# Input records start

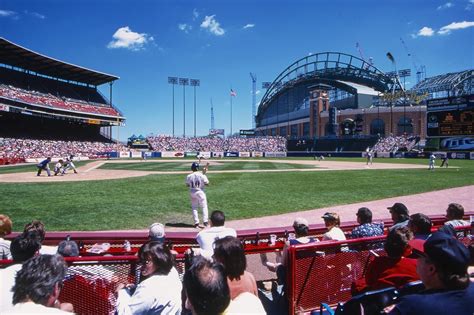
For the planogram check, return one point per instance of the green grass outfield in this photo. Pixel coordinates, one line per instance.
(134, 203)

# Input records end
# Input records start

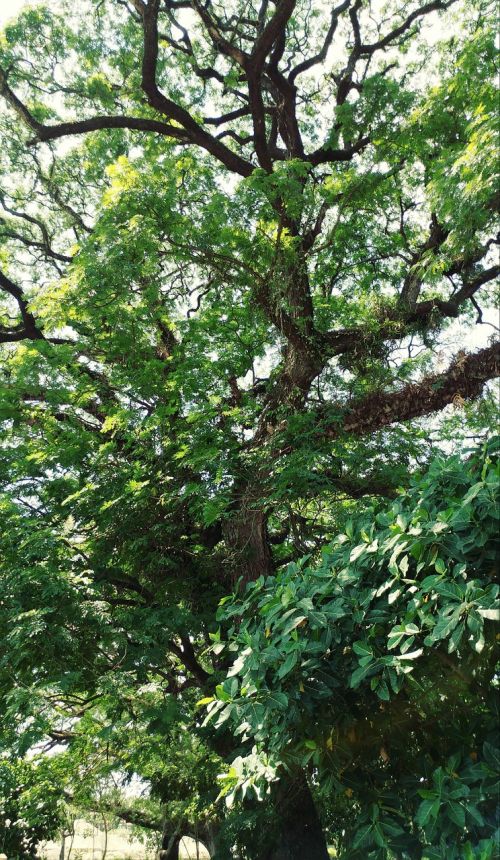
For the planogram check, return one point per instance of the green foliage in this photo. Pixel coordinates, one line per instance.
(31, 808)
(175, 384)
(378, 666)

# Input records end
# Input records start

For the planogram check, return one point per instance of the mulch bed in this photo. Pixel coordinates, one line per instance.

# Input records end

Find each row in the material above that contains the word "line", and copy every such row in full. Uppercase and lowercase count as different.

For the planogram check, return one point per instance of the green grass outfield in this photo. Pixel coordinates, one line per instance.
For the planogram check, return one point per instance of the green foliage in this photo. Pixel coordinates, one line per instance.
For the planogram check, return one point per instance of the mulch bed in this photo. Pixel coordinates, one line per instance.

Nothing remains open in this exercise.